start Excerpted text

At the forefront of this new approach is a growing band of communities who are adopting the Transition Model as they devise an entirely new way of thinking, living and working together to make our local communities more resilient and more abundant.

Since the “unleashing” of Transition Town Totnes, England (the first in the UK) in the summer of 2006, the Transition concept has spread rapidly around the world. To date, there are about 206 officially designated Transition Towns (or cities, districts, villages, or islands) in the UK, Ireland, Scotland, Wales, New Zealand, Australia, and the U.S.; Transition Colorado (formerly Transition Boulder County) became the first official Transition Initiative in North America in May 2008. There are some 700 additional communities who are in various stages of becoming Transition Initiatives or considering whether they’re ready for this journey, and more join their ranks nearly every day.

Preparing for Energy Descent

The aim of a Transition Initiative is to pull the community together to explore the practicalities of rebuilding local resilience and reducing carbon emissions. Typically, solutions involve rebuilding a community’s capacities to meet its own essential needs in food, energy and economy, and together these strategies will form the backbone of the local Energy Descent Action Plan. This timetabled roadmap will define the strategic steps leading towards a life that has minimal reliance on fossil fuels and dramatically reduced carbon emissions, and one that profits from the abundance of resources and capabilities within our communities.

end Excerpted text
start Record extracts

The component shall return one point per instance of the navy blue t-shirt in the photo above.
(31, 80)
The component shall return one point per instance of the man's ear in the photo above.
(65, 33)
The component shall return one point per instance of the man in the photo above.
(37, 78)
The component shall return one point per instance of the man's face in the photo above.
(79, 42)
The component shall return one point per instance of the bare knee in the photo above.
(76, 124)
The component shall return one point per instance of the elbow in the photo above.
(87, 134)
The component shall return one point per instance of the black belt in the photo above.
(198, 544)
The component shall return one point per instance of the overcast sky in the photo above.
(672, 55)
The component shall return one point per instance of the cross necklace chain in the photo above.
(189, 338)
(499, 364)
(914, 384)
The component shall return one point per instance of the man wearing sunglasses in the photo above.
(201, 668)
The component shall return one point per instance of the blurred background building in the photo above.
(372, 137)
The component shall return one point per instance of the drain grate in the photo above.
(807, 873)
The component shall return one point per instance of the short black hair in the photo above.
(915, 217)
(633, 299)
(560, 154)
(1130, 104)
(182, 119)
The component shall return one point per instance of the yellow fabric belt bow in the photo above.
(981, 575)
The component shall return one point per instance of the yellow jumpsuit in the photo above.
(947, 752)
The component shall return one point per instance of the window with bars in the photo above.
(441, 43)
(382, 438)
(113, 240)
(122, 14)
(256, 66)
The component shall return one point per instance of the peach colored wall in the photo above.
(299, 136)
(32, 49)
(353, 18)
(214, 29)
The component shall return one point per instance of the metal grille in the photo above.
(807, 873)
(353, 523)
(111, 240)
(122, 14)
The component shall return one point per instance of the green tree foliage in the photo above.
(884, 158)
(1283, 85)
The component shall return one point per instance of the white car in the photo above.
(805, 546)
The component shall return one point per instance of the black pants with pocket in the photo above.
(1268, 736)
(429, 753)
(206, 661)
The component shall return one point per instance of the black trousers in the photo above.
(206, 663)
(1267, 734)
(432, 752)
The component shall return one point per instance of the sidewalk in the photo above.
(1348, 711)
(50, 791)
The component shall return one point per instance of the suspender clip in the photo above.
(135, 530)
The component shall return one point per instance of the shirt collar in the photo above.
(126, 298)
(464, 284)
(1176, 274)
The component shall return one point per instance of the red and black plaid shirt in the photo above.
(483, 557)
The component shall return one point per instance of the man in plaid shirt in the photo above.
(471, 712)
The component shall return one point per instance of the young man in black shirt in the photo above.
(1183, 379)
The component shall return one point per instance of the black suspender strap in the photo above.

end Record extracts

Tasks to carry out -
A) For the excerpt on Transition Initiatives, state whether each statement agrees with it, answering yes or no and quoting the deciding words: (i) Transition Town Totnes was the first Transition Town in the UK; (ii) Transition Colorado became the first official Transition Initiative in North America in May 2006; (iii) there are about 700 officially designated Transition Towns.
B) Reproduce the passage of the excerpt on Transition Initiatives that opens with the words containing "At the forefront" and closes with "and more abundant.".

Final results -
A)
(i) Yes: "Transition Town Totnes, England (the first in the UK)"
(ii) No: "became the first official Transition Initiative in North America in May 2008"
(iii) No: "there are about 206 officially designated Transition Towns"

B)
At the forefront of this new approach is a growing band of communities who are adopting the Transition Model as they devise an entirely new way of thinking, living and working together to make our local communities more resilient and more abundant.